Exactly and only the lines from the one with "Q: Find one point on every instance of the airport" through the end of the listing are to be transcribed, both ends included.

----------

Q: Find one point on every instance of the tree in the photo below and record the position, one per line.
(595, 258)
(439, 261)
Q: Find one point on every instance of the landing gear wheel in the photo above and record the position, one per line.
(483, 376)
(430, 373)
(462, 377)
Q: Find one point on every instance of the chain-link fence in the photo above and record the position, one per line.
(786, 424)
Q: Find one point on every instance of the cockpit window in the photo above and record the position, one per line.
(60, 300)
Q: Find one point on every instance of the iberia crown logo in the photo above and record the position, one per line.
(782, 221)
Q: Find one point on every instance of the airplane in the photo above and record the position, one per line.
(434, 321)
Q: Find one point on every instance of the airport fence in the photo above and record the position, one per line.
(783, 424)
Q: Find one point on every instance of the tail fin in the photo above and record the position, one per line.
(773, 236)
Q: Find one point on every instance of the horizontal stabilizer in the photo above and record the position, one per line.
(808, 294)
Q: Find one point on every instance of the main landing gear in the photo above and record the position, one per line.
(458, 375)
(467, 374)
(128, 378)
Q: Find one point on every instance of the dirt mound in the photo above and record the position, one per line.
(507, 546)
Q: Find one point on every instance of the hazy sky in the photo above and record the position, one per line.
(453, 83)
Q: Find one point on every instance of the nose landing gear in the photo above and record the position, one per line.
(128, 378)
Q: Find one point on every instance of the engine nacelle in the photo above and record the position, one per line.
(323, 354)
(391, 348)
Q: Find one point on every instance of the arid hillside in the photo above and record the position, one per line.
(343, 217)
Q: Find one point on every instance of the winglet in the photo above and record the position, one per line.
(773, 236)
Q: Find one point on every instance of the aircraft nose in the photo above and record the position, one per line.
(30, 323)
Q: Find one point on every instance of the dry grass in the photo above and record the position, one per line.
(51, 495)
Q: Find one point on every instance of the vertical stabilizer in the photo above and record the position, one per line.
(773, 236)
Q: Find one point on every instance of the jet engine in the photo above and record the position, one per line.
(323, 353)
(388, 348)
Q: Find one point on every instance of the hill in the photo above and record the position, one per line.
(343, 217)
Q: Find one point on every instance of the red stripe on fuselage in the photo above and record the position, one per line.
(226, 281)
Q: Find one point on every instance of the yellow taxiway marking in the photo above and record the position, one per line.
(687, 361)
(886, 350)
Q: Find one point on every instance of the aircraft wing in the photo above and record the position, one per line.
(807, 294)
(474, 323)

----------

▶ **Worked solution**:
Q: Find one point on every instance of the airport fence in the photo above and record the position, one per line.
(783, 424)
Q: Find one point on every instance of the tail fin in the photo above and record the position, one per line.
(773, 236)
Q: Find one point on every instance of the horizontal stabilizer in the photo above and record the position, one per line.
(808, 294)
Q: Find one point on every instance of the main landing gear in the photo above and record the position, one per line.
(458, 375)
(467, 374)
(128, 378)
Q: Find one point on every instance of the dirt mound in the photo above and record the position, one per line.
(507, 546)
Q: Find one point on every instance of the hazy sky in the photo above and record the position, one per line.
(453, 83)
Q: Find one point on every instance of the nose landing gear in the photo above and record the position, one per line.
(128, 378)
Q: Find one point on every instance of the engine nacelle in the photo above and record the position, one per line.
(323, 354)
(391, 348)
Q: Find one point on every instance of the arid hillside in the photo above and record the position, one per line.
(343, 217)
Q: Find one point on every instance of the winglet in the photo above and record the position, one per line.
(773, 236)
Q: Find one point on every instance of the aircraft nose in the photo above and record the position, one per line.
(30, 323)
Q: Find one point on every instance of the dry grass in the photo above and record the position, one per line.
(51, 495)
Q: Find one point on every instance of the vertical stabilizer in the photo above and record the position, one per line.
(773, 236)
Q: Find one point on every instance of the jet engine in the photo above and record the position, one per line.
(323, 353)
(388, 348)
Q: Find one point on every instance of the hill in the photo above and record the position, one per line.
(343, 217)
Q: Find one point on every instance of the red stripe on fuselage in the photo above and record the position, one per line.
(226, 281)
Q: Find one point on every instance of the yellow taxiway marking in the photo above and record the position, one per line.
(687, 361)
(886, 350)
Q: Find one point on every instance of the aircraft wing in the photo above and record the position, one per line.
(807, 294)
(474, 323)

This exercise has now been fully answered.